#### EXTRACTED INFORMATION
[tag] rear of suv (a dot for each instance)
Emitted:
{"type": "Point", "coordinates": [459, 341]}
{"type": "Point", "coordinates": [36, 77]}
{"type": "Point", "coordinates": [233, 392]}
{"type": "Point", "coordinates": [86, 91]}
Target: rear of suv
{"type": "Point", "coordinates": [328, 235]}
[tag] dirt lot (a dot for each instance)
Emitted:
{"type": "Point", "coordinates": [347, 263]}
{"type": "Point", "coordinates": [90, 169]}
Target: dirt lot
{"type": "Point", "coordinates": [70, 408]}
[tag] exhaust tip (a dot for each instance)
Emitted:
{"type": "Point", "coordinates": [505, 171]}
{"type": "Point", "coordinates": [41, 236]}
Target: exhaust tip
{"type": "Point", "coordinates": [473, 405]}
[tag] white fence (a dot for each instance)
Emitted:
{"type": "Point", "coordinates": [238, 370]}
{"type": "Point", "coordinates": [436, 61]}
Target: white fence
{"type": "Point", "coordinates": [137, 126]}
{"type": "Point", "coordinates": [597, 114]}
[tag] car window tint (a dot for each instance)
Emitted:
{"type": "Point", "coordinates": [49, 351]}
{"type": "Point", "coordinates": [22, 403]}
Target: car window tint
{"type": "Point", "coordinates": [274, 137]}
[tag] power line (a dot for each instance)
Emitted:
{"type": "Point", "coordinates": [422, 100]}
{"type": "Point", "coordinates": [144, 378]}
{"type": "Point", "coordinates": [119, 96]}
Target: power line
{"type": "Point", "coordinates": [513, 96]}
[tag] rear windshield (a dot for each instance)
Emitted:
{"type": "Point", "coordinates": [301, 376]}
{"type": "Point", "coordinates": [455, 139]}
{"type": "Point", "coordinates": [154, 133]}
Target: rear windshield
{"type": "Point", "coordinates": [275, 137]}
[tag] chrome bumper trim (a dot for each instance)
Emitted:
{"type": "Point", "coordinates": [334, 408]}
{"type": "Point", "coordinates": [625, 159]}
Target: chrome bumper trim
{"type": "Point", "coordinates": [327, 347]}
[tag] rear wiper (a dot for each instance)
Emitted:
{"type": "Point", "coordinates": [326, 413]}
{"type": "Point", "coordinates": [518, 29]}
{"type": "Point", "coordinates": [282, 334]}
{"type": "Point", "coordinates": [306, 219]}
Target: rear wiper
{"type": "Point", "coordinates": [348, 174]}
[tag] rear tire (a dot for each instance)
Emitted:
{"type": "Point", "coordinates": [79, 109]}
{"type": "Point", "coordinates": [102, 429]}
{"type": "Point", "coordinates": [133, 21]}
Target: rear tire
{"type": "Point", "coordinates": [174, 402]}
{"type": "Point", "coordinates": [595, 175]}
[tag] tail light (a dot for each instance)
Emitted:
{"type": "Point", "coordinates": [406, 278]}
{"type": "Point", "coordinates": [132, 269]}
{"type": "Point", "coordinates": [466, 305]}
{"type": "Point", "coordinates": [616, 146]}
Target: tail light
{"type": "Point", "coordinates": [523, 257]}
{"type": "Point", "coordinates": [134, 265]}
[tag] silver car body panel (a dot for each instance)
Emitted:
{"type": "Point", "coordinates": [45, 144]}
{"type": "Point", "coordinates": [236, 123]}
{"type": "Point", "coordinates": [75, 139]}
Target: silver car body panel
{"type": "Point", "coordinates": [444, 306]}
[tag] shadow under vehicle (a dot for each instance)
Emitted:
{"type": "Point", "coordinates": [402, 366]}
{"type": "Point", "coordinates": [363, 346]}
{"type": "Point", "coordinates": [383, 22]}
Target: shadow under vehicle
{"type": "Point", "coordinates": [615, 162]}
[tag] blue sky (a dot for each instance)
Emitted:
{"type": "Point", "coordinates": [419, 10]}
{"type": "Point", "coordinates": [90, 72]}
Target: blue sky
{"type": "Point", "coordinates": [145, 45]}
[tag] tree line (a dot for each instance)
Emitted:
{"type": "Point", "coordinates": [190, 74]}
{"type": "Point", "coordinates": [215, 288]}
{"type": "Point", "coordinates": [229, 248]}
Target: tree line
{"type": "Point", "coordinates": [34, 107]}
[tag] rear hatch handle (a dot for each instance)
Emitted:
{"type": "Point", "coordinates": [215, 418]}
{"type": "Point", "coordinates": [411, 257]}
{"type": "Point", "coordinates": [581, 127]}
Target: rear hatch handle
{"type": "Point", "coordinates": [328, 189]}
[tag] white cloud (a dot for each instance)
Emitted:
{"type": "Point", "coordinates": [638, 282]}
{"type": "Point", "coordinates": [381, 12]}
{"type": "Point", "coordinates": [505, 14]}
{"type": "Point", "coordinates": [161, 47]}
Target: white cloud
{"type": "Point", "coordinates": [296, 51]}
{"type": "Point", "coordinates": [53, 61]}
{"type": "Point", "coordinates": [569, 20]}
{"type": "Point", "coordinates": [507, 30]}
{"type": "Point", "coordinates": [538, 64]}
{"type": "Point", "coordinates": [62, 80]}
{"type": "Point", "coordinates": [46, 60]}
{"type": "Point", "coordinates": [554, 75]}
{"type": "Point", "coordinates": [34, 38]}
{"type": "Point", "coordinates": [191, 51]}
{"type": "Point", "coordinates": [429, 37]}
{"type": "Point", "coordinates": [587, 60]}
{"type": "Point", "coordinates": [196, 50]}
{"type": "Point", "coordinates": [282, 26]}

#### BRIEF
Copy each record from above without leaving any out.

#### SOLUTION TO THIS PROBLEM
[tag] rear of suv (a dot for each instance)
Emitted:
{"type": "Point", "coordinates": [459, 341]}
{"type": "Point", "coordinates": [36, 77]}
{"type": "Point", "coordinates": [233, 392]}
{"type": "Point", "coordinates": [86, 91]}
Target: rear of suv
{"type": "Point", "coordinates": [328, 235]}
[tag] dirt lot (a dot for each instance)
Emitted:
{"type": "Point", "coordinates": [347, 263]}
{"type": "Point", "coordinates": [90, 169]}
Target: dirt lot
{"type": "Point", "coordinates": [70, 408]}
[tag] exhaust tip (a dot for each instance)
Emitted:
{"type": "Point", "coordinates": [505, 171]}
{"type": "Point", "coordinates": [41, 236]}
Target: exhaust tip
{"type": "Point", "coordinates": [473, 405]}
[tag] white fence (a dot for each instance)
Emitted:
{"type": "Point", "coordinates": [238, 370]}
{"type": "Point", "coordinates": [436, 61]}
Target: white fence
{"type": "Point", "coordinates": [137, 126]}
{"type": "Point", "coordinates": [597, 114]}
[tag] car window tint (a dot for each instance)
Emitted:
{"type": "Point", "coordinates": [49, 351]}
{"type": "Point", "coordinates": [22, 403]}
Target: car window tint
{"type": "Point", "coordinates": [274, 137]}
[tag] power line (a dot for each instance)
Emitted:
{"type": "Point", "coordinates": [422, 100]}
{"type": "Point", "coordinates": [144, 378]}
{"type": "Point", "coordinates": [119, 96]}
Target: power line
{"type": "Point", "coordinates": [513, 96]}
[tag] rear windshield (a dot for each instance)
Emitted:
{"type": "Point", "coordinates": [301, 376]}
{"type": "Point", "coordinates": [455, 139]}
{"type": "Point", "coordinates": [154, 133]}
Target: rear windshield
{"type": "Point", "coordinates": [275, 137]}
[tag] chrome bumper trim (a dot for each instance)
Emitted:
{"type": "Point", "coordinates": [334, 408]}
{"type": "Point", "coordinates": [625, 159]}
Target: chrome bumper trim
{"type": "Point", "coordinates": [327, 347]}
[tag] rear wiper (a dot for each instance)
Emitted:
{"type": "Point", "coordinates": [326, 413]}
{"type": "Point", "coordinates": [518, 29]}
{"type": "Point", "coordinates": [282, 334]}
{"type": "Point", "coordinates": [306, 219]}
Target: rear wiper
{"type": "Point", "coordinates": [348, 174]}
[tag] rear tire (a dot for each instance)
Emitted:
{"type": "Point", "coordinates": [79, 109]}
{"type": "Point", "coordinates": [102, 429]}
{"type": "Point", "coordinates": [133, 21]}
Target: rear tire
{"type": "Point", "coordinates": [174, 402]}
{"type": "Point", "coordinates": [595, 175]}
[tag] tail light (a dot for each instance)
Emitted:
{"type": "Point", "coordinates": [406, 278]}
{"type": "Point", "coordinates": [132, 269]}
{"type": "Point", "coordinates": [466, 305]}
{"type": "Point", "coordinates": [616, 146]}
Target: tail light
{"type": "Point", "coordinates": [523, 257]}
{"type": "Point", "coordinates": [134, 265]}
[tag] silver car body panel (a dot for each instance)
Emitted:
{"type": "Point", "coordinates": [45, 144]}
{"type": "Point", "coordinates": [236, 123]}
{"type": "Point", "coordinates": [75, 139]}
Target: silver car body panel
{"type": "Point", "coordinates": [444, 306]}
[tag] shadow under vehicle (a dot for each instance)
Emitted:
{"type": "Point", "coordinates": [402, 366]}
{"type": "Point", "coordinates": [363, 346]}
{"type": "Point", "coordinates": [383, 22]}
Target: shadow under vehicle
{"type": "Point", "coordinates": [615, 162]}
[tag] blue sky (a dot for each instance)
Emitted:
{"type": "Point", "coordinates": [419, 10]}
{"type": "Point", "coordinates": [90, 72]}
Target: blue sky
{"type": "Point", "coordinates": [145, 45]}
[tag] tree line (a dot for each instance)
Emitted:
{"type": "Point", "coordinates": [190, 74]}
{"type": "Point", "coordinates": [215, 288]}
{"type": "Point", "coordinates": [229, 248]}
Target: tree line
{"type": "Point", "coordinates": [34, 107]}
[tag] rear hatch handle (a dot for each instance)
Emitted:
{"type": "Point", "coordinates": [215, 418]}
{"type": "Point", "coordinates": [411, 257]}
{"type": "Point", "coordinates": [581, 127]}
Target: rear hatch handle
{"type": "Point", "coordinates": [328, 189]}
[tag] white cloud (a dot for each instance)
Emitted:
{"type": "Point", "coordinates": [638, 282]}
{"type": "Point", "coordinates": [381, 12]}
{"type": "Point", "coordinates": [505, 14]}
{"type": "Point", "coordinates": [161, 47]}
Target: white cloud
{"type": "Point", "coordinates": [296, 51]}
{"type": "Point", "coordinates": [53, 61]}
{"type": "Point", "coordinates": [569, 20]}
{"type": "Point", "coordinates": [507, 30]}
{"type": "Point", "coordinates": [538, 64]}
{"type": "Point", "coordinates": [62, 80]}
{"type": "Point", "coordinates": [46, 60]}
{"type": "Point", "coordinates": [554, 75]}
{"type": "Point", "coordinates": [34, 38]}
{"type": "Point", "coordinates": [191, 51]}
{"type": "Point", "coordinates": [429, 37]}
{"type": "Point", "coordinates": [587, 60]}
{"type": "Point", "coordinates": [196, 50]}
{"type": "Point", "coordinates": [282, 26]}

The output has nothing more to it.